### DATA ROWS ###

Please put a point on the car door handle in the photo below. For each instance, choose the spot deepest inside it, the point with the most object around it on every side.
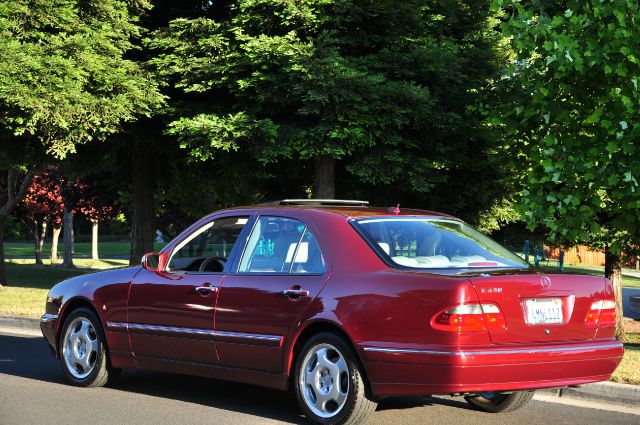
(206, 289)
(296, 293)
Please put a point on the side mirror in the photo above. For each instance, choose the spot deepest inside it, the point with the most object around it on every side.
(154, 261)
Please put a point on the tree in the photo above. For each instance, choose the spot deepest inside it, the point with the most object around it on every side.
(378, 89)
(96, 203)
(64, 80)
(571, 113)
(43, 204)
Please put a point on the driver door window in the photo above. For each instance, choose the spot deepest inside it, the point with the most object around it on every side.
(281, 245)
(207, 249)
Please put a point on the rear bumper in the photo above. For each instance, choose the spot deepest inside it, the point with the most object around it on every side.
(48, 326)
(427, 370)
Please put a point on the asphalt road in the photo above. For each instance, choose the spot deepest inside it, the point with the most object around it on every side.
(33, 391)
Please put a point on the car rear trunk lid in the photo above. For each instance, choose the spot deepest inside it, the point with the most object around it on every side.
(541, 308)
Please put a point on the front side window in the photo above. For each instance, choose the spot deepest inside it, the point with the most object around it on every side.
(432, 243)
(207, 249)
(281, 245)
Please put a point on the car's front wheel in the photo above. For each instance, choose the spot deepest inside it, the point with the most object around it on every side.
(329, 382)
(496, 402)
(83, 350)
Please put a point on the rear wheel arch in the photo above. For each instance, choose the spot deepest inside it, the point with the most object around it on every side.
(313, 329)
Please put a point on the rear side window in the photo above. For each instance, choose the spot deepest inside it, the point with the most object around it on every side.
(281, 245)
(432, 243)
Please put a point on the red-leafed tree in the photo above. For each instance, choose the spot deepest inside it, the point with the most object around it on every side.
(42, 205)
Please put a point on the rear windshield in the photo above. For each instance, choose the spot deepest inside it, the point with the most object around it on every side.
(434, 243)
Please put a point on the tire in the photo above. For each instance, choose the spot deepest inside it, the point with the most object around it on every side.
(495, 402)
(83, 350)
(329, 383)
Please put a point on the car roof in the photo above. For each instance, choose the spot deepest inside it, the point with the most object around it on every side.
(348, 211)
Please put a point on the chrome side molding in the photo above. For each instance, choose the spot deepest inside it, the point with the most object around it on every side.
(495, 352)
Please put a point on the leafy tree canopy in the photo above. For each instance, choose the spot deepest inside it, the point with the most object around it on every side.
(382, 85)
(572, 116)
(63, 76)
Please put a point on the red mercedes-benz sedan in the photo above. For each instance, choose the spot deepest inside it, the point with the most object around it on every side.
(342, 304)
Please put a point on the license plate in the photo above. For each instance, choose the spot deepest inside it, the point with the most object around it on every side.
(544, 311)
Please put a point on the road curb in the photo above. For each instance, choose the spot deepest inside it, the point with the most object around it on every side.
(20, 324)
(604, 392)
(634, 303)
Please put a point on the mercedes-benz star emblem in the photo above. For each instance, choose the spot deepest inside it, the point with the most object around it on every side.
(545, 282)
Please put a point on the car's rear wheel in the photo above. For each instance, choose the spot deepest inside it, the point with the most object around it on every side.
(496, 402)
(329, 382)
(83, 350)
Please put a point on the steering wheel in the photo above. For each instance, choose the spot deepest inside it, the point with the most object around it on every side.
(213, 264)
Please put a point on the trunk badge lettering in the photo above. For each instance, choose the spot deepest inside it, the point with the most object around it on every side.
(490, 290)
(545, 282)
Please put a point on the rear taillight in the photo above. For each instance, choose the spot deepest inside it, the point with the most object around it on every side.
(601, 313)
(470, 318)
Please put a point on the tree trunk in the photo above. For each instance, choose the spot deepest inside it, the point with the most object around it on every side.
(324, 181)
(613, 272)
(14, 195)
(94, 239)
(3, 273)
(54, 242)
(142, 214)
(67, 256)
(39, 234)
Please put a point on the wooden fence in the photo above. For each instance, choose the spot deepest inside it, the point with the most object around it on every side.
(584, 256)
(577, 255)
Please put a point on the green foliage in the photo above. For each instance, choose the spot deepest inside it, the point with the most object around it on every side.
(382, 86)
(63, 76)
(571, 115)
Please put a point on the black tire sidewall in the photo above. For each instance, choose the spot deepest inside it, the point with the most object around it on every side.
(352, 365)
(101, 361)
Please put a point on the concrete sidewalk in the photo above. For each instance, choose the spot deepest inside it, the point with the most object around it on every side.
(609, 393)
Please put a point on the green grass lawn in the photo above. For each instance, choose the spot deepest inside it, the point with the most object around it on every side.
(105, 249)
(28, 284)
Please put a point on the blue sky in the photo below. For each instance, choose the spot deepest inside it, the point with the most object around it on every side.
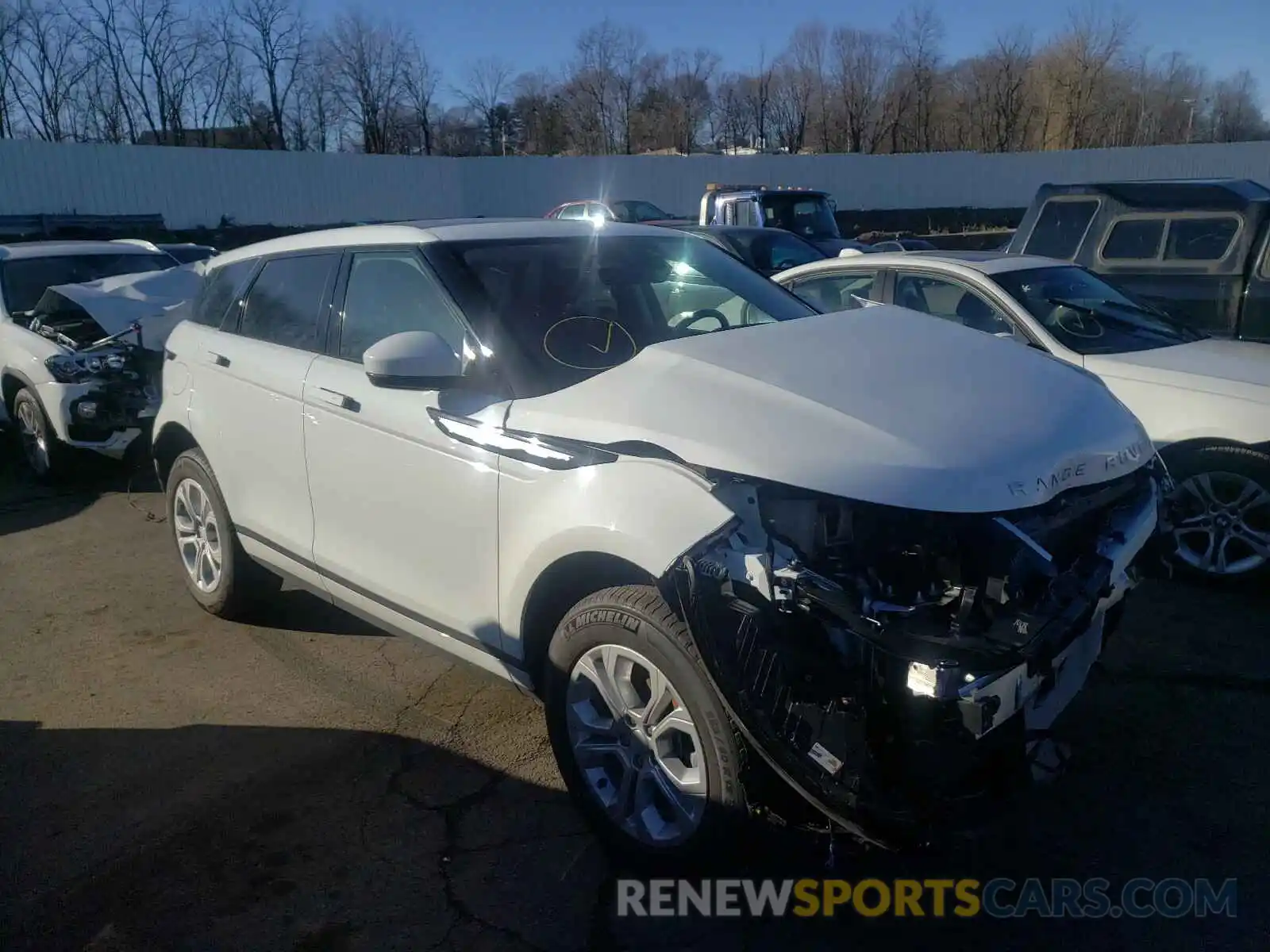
(1222, 35)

###

** STATED GOAL **
Turn the items, beginning at the line that contains "Please put a point on the tree trunk" and running through the end of the items, into a two-column CSV with the headers instruction and answer. Give one row per item, put each field in quotes with line breaks changed to spaces, and leave the pictures out.

** EXPECTED ANSWER **
instruction,answer
"Please put a point on the tree trunk in the photo above. For each instance, choose the spot deepest inside it, the point with the most object around it on every side.","(324, 181) (613, 272) (14, 195) (94, 239) (3, 273) (54, 242) (142, 214) (67, 256) (39, 234)"
"Please put a point on the wooden fence in the photo above. For each instance, choose the spot deepest inside it, the point with the most object around it on every side.","(584, 256) (577, 255)"
"Please put a point on the green foliage in the photo above. For each instance, choose the spot deepest inside it, the point with the most object around it on every side.","(382, 86) (63, 76) (571, 115)"
"Please put a point on the black tire sidewall in the photo above. For each instance, choose the spot deepest inside it, the point with the most object around it on every side.","(352, 365) (101, 361)"
"Please put a point on the concrete sidewalk in the photo above. For each instance, choose the spot deepest inside it, the point with the most object around it on every side.","(609, 393)"
"Please put a point on the green grass lawn in the photo above. For each instance, choose the spot deepest inside it, the point with the most object around it on every side.","(105, 249) (28, 284)"
"Please put a point on the blue sky in the photo below. For each instance, choose the spot deepest inside it, the point with the most object around it on every side.","(1222, 35)"